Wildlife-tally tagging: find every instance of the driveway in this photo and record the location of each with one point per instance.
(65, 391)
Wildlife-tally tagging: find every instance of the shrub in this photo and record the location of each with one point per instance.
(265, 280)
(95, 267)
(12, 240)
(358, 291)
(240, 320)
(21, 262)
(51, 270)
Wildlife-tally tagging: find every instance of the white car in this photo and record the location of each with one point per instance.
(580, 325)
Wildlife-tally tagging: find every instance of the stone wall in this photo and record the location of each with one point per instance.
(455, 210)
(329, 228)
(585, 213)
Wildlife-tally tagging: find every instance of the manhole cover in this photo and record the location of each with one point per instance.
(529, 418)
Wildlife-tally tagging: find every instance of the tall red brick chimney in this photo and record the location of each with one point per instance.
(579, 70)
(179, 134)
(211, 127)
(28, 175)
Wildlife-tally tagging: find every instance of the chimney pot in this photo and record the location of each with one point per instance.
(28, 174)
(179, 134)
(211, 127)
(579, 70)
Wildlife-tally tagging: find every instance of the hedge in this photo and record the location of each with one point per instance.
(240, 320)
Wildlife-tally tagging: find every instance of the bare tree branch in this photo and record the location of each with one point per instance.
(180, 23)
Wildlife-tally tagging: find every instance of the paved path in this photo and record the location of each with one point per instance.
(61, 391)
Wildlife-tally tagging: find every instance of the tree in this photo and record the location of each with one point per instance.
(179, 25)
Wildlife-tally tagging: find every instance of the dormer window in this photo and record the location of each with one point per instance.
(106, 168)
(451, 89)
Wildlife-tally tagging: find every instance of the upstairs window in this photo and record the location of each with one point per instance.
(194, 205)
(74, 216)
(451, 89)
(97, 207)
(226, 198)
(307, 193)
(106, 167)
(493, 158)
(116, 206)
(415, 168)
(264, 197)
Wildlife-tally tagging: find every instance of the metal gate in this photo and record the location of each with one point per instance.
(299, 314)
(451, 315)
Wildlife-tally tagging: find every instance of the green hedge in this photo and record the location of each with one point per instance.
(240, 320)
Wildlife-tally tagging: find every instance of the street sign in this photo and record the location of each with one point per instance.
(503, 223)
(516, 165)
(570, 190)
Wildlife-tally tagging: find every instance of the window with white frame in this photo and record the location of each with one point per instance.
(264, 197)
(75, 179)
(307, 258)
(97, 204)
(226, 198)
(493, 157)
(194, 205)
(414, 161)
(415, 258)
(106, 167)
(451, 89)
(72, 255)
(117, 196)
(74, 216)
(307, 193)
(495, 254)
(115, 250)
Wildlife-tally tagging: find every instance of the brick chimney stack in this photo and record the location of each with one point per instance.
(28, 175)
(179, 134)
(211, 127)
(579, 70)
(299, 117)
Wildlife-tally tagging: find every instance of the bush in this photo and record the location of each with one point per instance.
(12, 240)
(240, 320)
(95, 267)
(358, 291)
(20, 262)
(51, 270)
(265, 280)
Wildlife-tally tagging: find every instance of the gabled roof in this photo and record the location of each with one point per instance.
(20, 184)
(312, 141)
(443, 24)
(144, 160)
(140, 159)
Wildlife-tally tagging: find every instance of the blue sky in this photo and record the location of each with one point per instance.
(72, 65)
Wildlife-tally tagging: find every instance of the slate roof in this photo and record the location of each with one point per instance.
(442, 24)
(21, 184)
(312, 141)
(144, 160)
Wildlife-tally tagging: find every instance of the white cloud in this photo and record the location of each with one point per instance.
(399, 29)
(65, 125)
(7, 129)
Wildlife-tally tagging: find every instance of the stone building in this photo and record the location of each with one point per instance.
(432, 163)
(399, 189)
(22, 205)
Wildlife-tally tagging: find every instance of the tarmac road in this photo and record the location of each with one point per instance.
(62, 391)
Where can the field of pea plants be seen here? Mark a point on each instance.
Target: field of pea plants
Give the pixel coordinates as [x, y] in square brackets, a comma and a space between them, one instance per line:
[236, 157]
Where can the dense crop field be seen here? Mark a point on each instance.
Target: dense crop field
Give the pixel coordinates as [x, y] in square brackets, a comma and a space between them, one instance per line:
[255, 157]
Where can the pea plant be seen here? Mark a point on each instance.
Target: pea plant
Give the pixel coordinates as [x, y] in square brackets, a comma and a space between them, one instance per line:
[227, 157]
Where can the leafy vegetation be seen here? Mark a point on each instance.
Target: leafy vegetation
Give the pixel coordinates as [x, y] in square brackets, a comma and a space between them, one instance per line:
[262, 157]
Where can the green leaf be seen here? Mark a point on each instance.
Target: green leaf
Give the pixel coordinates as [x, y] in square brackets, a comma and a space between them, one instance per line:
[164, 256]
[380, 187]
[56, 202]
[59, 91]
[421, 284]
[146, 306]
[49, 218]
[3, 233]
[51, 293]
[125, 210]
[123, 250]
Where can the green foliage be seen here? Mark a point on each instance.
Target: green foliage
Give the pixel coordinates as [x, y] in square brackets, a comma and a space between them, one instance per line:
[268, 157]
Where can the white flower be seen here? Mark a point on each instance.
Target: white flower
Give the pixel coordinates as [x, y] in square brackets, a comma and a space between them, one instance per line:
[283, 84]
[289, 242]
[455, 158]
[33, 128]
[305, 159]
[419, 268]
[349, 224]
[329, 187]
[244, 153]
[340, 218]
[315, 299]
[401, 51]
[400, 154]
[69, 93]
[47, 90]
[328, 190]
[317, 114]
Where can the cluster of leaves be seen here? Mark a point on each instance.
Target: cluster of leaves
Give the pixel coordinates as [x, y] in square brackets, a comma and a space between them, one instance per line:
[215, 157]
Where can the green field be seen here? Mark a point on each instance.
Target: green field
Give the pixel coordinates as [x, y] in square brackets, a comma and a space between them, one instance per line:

Description of the task
Would you give again, word for word, every line from the one with "Where can the dense" through the final line of the listing above?

Solution to the exercise
Where can the dense crop field be seen here? Mark a point on each instance.
Target: dense crop field
Give the pixel coordinates as [x, y] in square brackets, a comma and a space between them, one instance per line:
[255, 157]
Where can the pea plant be seen here? Mark a point on each instance.
Target: pea plant
Give the pixel coordinates as [x, y] in square brackets, a comma and a space between them, one instance per line:
[227, 157]
Where can the leafy vegetation be seen here? Mark a point on each instance.
Target: leafy vegetation
Give the pixel coordinates as [x, y] in square brackets, a comma and a space between them, one instance per line:
[262, 157]
Where can the green leaf be seen here? Mark a point on each instance.
Target: green leaf
Give the pixel coordinates as [x, y] in square brackets, a comma and a space between them, one instance per line:
[164, 256]
[380, 187]
[56, 202]
[59, 91]
[421, 284]
[146, 306]
[49, 218]
[3, 233]
[51, 293]
[125, 210]
[123, 250]
Where can the green foliage be seen here? Mark a point on each instance.
Target: green foliage
Give the pixel coordinates as [x, y] in square brackets, a comma and a space between them, one instance per line:
[268, 157]
Where can the white flower be seen here? Mark a point on each instance.
Target: white flower
Give the pixel coordinates as [x, y] in square brackets, a comma and a space between them, one instance per line:
[283, 84]
[289, 242]
[455, 158]
[33, 128]
[305, 159]
[419, 268]
[349, 224]
[329, 187]
[244, 153]
[340, 218]
[315, 299]
[401, 51]
[400, 154]
[69, 93]
[47, 90]
[328, 190]
[317, 114]
Where can the cluster of leaves be seen here? Mark a point on each instance.
Target: cluster of leaves
Give the pixel coordinates as [x, y] in square brackets, a comma and a space between them, one instance per line:
[215, 157]
Where can the green field be seen here? Mark a point on each instance.
Target: green field
Give the pixel coordinates as [x, y] in square brackets, a comma and a space between them, one instance per line:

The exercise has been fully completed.